| WORK INSTRUCTIONS |
In the records below, find the line containing "Expected: for the orange"; give it again exactly, along with every line that follows, and nothing else.
:: RAW RECORDS
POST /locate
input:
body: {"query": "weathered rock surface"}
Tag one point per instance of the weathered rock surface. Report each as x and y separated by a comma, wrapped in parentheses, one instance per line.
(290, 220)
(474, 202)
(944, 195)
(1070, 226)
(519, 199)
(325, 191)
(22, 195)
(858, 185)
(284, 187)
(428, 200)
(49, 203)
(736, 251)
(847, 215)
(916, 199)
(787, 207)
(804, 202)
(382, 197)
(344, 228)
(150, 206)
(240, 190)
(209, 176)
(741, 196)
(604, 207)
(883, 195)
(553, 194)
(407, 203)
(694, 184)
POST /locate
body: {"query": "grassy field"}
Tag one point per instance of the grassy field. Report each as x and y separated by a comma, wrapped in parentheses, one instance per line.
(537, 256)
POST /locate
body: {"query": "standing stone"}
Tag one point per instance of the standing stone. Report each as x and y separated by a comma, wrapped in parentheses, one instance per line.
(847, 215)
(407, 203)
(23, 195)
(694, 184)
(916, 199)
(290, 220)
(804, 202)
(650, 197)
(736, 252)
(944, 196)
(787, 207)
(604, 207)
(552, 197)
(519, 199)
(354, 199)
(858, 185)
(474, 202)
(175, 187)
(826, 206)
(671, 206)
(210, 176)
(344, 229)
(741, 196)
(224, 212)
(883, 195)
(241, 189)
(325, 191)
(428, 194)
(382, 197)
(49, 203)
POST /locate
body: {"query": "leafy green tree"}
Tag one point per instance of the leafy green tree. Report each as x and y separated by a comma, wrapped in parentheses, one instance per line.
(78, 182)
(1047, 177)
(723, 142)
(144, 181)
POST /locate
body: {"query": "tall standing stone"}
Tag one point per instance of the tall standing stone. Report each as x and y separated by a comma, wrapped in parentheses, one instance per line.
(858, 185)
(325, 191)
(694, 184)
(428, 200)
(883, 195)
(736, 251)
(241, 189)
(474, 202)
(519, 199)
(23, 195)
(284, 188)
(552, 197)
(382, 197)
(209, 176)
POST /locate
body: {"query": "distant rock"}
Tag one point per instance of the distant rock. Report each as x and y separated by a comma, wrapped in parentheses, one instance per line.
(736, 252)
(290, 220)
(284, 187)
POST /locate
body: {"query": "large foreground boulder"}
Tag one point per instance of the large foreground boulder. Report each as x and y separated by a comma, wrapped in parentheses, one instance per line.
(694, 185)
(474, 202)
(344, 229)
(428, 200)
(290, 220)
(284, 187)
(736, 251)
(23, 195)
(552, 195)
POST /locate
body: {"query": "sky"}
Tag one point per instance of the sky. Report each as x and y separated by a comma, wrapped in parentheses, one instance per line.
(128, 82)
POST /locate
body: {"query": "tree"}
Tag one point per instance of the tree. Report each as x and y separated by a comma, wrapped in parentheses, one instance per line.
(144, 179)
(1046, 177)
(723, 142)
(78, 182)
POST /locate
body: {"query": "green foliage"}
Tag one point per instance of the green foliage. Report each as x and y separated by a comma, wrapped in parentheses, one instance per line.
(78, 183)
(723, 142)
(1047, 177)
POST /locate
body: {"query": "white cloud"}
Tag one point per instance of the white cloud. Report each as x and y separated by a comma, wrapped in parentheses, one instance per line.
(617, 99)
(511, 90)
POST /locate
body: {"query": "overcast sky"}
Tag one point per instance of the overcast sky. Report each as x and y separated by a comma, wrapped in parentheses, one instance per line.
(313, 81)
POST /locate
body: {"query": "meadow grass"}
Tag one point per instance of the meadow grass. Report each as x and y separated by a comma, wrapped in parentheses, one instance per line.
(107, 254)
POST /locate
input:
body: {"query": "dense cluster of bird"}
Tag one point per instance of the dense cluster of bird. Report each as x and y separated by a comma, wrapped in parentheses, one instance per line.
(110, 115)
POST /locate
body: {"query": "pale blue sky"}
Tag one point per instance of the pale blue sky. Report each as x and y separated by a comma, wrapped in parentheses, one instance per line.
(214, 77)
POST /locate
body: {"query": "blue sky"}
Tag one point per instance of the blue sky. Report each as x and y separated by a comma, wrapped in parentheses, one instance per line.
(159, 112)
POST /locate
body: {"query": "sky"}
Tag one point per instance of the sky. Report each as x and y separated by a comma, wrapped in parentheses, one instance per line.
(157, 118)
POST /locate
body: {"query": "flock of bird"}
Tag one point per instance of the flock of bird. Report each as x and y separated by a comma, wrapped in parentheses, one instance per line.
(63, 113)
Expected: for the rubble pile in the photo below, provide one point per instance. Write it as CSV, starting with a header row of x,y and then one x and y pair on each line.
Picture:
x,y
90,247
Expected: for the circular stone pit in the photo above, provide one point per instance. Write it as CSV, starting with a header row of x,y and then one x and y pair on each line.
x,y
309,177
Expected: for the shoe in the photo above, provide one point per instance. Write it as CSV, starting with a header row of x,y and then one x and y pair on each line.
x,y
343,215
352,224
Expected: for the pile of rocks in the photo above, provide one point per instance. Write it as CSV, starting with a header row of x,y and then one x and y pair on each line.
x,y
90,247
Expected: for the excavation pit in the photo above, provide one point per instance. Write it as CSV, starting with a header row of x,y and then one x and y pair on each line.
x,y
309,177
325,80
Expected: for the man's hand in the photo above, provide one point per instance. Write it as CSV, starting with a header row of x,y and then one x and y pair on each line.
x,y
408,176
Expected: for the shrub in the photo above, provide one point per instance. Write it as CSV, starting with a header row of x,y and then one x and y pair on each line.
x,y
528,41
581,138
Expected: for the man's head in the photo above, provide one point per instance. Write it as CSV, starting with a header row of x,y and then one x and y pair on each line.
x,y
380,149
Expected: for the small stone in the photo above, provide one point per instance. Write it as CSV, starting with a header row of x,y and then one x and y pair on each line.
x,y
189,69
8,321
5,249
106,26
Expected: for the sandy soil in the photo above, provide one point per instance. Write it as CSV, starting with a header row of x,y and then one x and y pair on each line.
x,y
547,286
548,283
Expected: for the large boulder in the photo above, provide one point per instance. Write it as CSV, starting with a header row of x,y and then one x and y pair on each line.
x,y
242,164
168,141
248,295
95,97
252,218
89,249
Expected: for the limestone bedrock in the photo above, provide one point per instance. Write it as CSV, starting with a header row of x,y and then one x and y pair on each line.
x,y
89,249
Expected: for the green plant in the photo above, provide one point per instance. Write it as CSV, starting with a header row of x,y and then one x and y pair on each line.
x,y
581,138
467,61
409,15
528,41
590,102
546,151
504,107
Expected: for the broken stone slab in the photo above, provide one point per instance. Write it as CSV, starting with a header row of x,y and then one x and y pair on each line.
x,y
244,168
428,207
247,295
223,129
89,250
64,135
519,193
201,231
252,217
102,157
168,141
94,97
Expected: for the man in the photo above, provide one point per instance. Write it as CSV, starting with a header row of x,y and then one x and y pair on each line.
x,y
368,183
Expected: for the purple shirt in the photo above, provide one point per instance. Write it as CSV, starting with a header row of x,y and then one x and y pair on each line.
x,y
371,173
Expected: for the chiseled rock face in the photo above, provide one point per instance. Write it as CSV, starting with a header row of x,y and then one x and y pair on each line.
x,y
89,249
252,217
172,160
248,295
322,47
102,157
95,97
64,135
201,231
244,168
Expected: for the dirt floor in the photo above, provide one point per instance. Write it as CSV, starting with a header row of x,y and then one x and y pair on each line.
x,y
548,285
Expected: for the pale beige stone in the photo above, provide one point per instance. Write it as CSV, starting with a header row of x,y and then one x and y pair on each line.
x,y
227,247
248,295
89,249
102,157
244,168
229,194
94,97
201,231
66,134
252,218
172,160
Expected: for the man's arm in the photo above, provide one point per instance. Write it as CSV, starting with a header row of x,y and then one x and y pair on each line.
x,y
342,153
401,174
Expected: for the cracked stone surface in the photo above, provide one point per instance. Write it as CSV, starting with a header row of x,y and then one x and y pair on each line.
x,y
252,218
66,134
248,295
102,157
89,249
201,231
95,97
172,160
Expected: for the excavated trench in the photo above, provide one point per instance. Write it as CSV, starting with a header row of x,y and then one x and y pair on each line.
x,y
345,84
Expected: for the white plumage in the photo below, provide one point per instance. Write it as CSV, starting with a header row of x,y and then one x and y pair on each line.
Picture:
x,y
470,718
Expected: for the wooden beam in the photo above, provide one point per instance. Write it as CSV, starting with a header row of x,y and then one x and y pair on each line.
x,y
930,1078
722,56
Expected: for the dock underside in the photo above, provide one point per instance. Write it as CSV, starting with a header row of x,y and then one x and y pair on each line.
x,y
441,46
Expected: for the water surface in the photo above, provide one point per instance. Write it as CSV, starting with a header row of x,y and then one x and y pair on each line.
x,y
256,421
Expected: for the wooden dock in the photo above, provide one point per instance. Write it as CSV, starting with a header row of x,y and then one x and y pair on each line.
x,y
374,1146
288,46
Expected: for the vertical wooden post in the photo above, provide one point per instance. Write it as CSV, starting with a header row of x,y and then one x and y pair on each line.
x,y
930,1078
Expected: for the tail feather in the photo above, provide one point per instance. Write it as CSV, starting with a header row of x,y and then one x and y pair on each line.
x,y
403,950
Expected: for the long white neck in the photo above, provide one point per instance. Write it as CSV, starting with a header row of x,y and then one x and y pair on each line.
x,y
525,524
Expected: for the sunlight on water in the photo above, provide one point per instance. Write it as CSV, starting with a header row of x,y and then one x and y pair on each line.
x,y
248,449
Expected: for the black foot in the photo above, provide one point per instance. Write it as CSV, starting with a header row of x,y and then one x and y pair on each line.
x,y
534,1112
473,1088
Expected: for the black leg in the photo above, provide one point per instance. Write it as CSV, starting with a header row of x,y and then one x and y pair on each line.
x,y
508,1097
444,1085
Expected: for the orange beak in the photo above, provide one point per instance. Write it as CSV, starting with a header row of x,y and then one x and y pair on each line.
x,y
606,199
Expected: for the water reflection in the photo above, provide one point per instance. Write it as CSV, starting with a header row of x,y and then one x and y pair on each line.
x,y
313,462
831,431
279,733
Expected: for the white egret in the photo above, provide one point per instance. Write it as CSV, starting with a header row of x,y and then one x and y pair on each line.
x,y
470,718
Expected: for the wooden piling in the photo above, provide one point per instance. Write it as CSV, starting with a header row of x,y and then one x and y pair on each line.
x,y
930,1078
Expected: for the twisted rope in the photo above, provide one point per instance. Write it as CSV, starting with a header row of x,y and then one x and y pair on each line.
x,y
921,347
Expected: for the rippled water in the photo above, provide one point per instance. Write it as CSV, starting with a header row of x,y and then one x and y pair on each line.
::::
| OUTPUT OF THE TASK |
Expected: for the orange beak in the photo above, provide one point per instance. Write it as CSV, starting with a header row of x,y and then one x and y pair on each line.
x,y
606,199
Expected: for the water reflection in the photo above, provide one point per instance. Write it as CSV, starting with a header row of x,y and then one x and y pair on each line.
x,y
313,462
831,431
279,733
Expected: for the white egret in the photo above, provide one point per instance. Write it as CSV, starting with a header row of x,y and then one x and y pair on each line.
x,y
470,718
Expected: for the wooden piling in the photo above, provide one point per instance. Write it as CSV, starting with a header row of x,y and then one x and y pair on each line.
x,y
930,1078
Expected: for the twisted rope in the photo above, provide one point per instance. Write it as CSV, starting with a header row of x,y and then one x and y pair on each line.
x,y
921,347
Expected: for the rippled water in the photo above, provide one point per instance. Write it as CSV, starting with a header row of x,y and then one x and y pair on each line.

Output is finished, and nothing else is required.